In response, many on the Israeli right and their lackeys in the hasbara world have argued that it is biased to “only care” about attacks by Jews on Palestinians, and ignore the killing by a Palestinian of the two Israeli brothers. There’s a lot to say in response to that claim, and the following is an attempt to do so, briefly:

1. It is tragic that people are killed. All people. Being human means caring and hurting when lives are lost. That is always true, and certainly in the case of young brothers. My heart goes out to the parents who lost two children in one fell swoop. If that is not clear to anyone, it ought to be, and to claim that people “don’t care” about these deaths is to dehumanize them. The claim is even more outrageous when it comes — as it so often does — from the same politicians who justify Israeli onslaughts against Palestinians and show little or no regret for the deaths of the latter.

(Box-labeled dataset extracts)
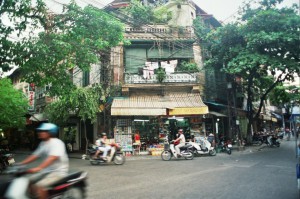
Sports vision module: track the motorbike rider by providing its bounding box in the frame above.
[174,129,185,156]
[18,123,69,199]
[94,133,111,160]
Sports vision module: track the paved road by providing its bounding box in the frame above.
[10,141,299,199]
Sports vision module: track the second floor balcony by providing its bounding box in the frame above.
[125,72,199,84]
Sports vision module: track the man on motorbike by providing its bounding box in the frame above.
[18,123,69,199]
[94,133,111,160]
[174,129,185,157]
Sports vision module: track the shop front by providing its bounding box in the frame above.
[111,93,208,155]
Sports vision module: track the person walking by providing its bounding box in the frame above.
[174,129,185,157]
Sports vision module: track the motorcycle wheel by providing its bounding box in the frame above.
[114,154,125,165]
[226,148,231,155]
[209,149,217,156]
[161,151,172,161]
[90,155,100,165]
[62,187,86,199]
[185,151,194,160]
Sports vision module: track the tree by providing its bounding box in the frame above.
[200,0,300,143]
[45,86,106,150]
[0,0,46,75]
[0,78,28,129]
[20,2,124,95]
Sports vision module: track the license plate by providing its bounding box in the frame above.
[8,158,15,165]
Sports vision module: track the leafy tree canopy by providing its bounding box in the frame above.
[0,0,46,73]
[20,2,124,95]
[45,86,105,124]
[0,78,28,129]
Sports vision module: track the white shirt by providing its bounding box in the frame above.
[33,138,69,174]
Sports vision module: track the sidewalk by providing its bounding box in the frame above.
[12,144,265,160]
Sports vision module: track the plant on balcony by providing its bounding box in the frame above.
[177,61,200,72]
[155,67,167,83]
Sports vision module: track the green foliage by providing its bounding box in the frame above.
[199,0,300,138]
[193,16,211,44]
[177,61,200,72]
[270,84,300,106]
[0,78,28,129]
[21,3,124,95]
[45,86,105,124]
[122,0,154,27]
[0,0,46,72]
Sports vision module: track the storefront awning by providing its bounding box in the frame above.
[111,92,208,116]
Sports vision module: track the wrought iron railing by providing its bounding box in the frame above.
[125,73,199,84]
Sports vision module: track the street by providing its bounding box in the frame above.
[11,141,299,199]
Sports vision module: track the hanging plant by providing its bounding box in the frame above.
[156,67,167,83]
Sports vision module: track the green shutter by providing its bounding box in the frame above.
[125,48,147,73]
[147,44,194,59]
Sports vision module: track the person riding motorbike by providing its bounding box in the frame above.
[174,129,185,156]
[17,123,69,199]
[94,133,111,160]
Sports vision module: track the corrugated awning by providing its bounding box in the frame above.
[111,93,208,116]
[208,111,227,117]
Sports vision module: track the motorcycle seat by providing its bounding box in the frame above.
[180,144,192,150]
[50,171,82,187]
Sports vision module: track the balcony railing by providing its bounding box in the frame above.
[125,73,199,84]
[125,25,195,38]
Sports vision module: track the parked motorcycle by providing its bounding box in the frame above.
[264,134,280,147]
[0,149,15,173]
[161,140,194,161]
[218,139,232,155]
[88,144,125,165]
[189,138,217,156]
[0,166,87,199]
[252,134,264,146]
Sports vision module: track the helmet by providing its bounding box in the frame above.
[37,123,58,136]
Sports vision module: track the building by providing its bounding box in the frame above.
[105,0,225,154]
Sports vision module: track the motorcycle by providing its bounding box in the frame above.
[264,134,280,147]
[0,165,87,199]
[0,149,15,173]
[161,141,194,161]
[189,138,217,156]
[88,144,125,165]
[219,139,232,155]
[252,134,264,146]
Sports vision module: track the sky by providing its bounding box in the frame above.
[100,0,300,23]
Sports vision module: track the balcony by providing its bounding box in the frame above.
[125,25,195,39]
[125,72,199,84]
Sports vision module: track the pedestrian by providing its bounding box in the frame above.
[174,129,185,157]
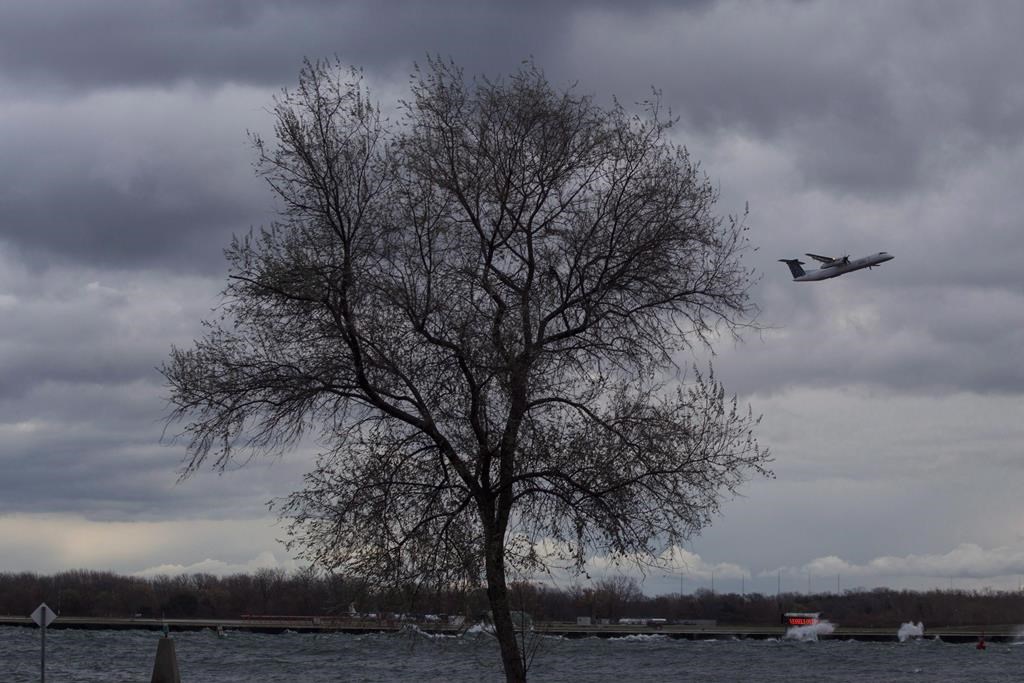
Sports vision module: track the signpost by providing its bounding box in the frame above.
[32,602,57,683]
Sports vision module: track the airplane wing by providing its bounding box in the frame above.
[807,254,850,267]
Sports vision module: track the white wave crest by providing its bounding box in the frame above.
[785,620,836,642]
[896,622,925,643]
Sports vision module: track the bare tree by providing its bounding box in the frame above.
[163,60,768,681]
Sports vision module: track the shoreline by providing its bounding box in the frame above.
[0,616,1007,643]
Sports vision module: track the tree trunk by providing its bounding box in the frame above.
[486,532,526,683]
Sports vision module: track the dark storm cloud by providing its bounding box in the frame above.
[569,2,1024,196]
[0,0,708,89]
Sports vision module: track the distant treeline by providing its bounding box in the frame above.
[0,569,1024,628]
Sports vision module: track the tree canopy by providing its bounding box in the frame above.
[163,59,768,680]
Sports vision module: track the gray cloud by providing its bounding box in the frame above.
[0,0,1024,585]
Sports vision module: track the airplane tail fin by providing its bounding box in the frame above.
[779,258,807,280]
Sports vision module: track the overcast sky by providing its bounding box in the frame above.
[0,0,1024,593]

- _Written task 1_
Arrange the lines of the listing as a numbered list, starting at the line that contains "Sports vision module: track the shop" and ending at the line that contains "[185,151,194,160]", with blank lines omitted.
- _Written task 2_
Pick up the commentary on responses to the killing of the two Israeli brothers from the point at which it stops.

- _Task output 1_
1. Sports vision module: track the shop front by providing its bounding box in the frame above.
2. [111,93,208,155]
3. Sports vision module: track the person walking by providing its bounding box in the frame above.
4. [174,129,185,157]
5. Sports vision module: track the motorcycle wheel by providing its bounding box in the frame above.
6. [114,154,125,165]
7. [226,148,231,155]
8. [209,149,217,156]
9. [161,151,172,161]
10. [90,155,100,165]
11. [62,187,86,199]
12. [185,151,194,160]

- _Task output 2_
2. There is an entire system in place designed to prevent and respond to the killings of Israeli Jews. An army, a police force, a Border Police force, a Shin Bet, even a Mossad if needed, and a whole state built exclusively to protect Jews. Palestinians, on the other hand, have no one to protect them. The army is often either silent in the face of settler terror or joins in and backs it up, as we have shown in the past in the case of joint settler-soldier militias attacking and killing Palestinians.

In rare and extreme cases, as with Huwara this week, soldiers may intervene and rescue Palestinians from their burning homes so they don’t die. Still, those same soldiers would never think to shoot the rioters, as they would have undoubtedly done had they been Palestinian, or even carry out mass arrests; only seven settlers out of the hundreds who participated in the attack were arrested — not for attacking Palestinians, incidentally, but for attacking soldiers — and all of them were quickly released (for the sake of comparison, more than twice that number were arrested in last Saturday’s nonviolent protest against the government in Tel Aviv, and more than four times that number was arrested during the demonstrations on Wednesday).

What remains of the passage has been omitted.